### TASK LIST
1 > The forum thread below is about suits going shiny at the elbows and seat. List each numbered tip that dfloyd gives for dealing with it.
2 > According to the suit-shine thread below, what may be put on a stubborn shine before steaming it?

** BEGIN SUPPLIED PASSAGE **

# Help with shiny seat and elbows!



## CHC (Jul 16, 2005)

This is a problem that has been plaguing me for a while now, and it has to do with the wool on my suits getting shiny on the elbows and seat. What I really need to know is, am I doing something wrong? 

I put hard, hard wear on my suits, but this tends to happen pretty fast (ie; twice a week for a year and I can see my reflection in the elbow...). Is it just me wearing them too hard? 

Or is this is a problem on the cleaner's end of things? Should I be asking for them to clean my suit a specific way...? 

Anyway, I really just need to know prevention of this, and a solution (if there is one....) to the suits it has happened to. I just got four or five new suits from eBay, work has been done, and they are ready to wear. I don't want to see them ruined by shiny elbows and behinds.

Any help is greatly appreciated, thanks very much!


----------



## aluminiumfish (Feb 19, 2009)

stop buying dark blue suits


----------



## Andy (Aug 25, 2002)

CHC:

Didn't you just click on the Fabric Care Chapter of your own copy of *The Encyclopedia of Men's Clothes*? Don't have one!  See how to get yours below.

In the meantime, some excerpts:
_Just sitting on a garment can compress the fibers and cause a shine. Also too much dry cleaning can damage a garment by drying out the natural oils in the fabric, thus shortening the life and sometimes giving a shine to the fabric. _

_Often brushing and proper hanging will keep your garments clean and wrinkle free._

_If you already have some shine on your garment you may want to experiment with an ironing cloth. It's a damp cloth (like a linen or cotton kitchen towel) that is placed on top of the garment so that the iron doesn't touch it directly. Or place the damp towel over the shine and use a steamer to remove the shine. _

_The damp cloth adds extra steam and protects the fabric from shine. If it's a stubborn shine a little white vinegar may be used on the shine before the steam._​


----------



## CuffDaddy (Feb 26, 2009)

Twice a week is a good bit of wear, especially if that's week after week.


----------



## dfloyd (May 7, 2006)

*When I first started wearing suits to work many, many years ago ....*

I had the same problem. There are some things you can do:

1) Don't scoot on the suit seat. You have to sit down, but don't slide on the seat.

2) Don't lean your elbows on your desk (or on a bar after work). This just take an effort of remembering.

3) Get your rotation of suits to be no more than once a week.

4) After each wear, brush the suit good and hang on a good wooden suit hangar. JAB sells some pretty good ones for $15 each.

5) Using a steamer or a good steam iron, press your suit after every two wears or after every wear if you are unusually hard on your suits. Never put an iron directly on the material. Use a pressing cloth. An iron such as T-Fal which coninuously emits steam can be held just above the material surface to steam out wrinkles. Then use a pressing cloth to finish up.

** END SUPPLIED PASSAGE **
** BEGIN DATA LINES **

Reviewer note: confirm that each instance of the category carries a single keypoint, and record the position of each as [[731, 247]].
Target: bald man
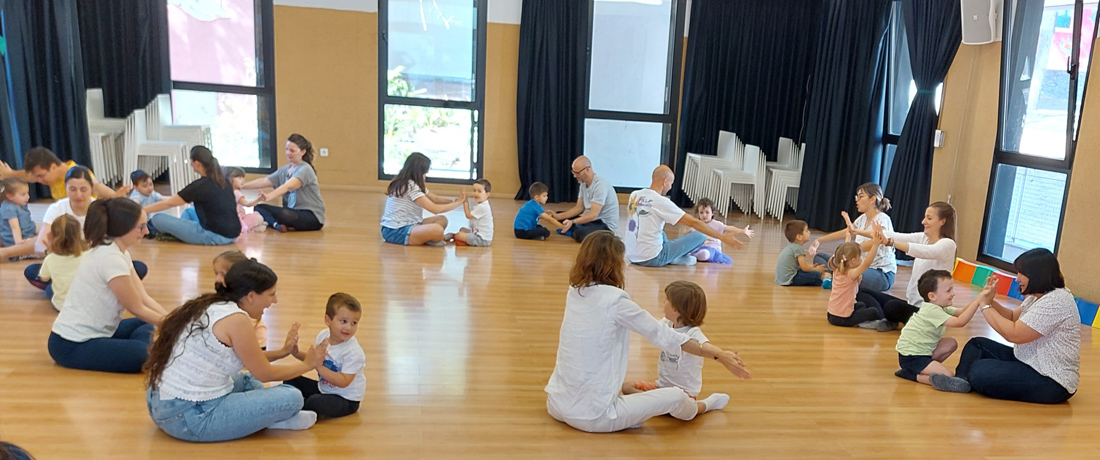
[[597, 206], [647, 212]]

** END DATA LINES **

### THE RESULTS
1 >
1) Don't scoot or slide on the suit seat when sitting down.
2) Don't lean your elbows on your desk, or on a bar after work.
3) Rotate your suits so each one is worn no more than once a week.
4) After each wear, brush the suit well and hang it on a good wooden suit hanger.
5) Press the suit with a steamer or good steam iron after every two wears, or after every wear if you are unusually hard on your suits, always using a pressing cloth rather than putting the iron directly on the material.

2 > A little white vinegar.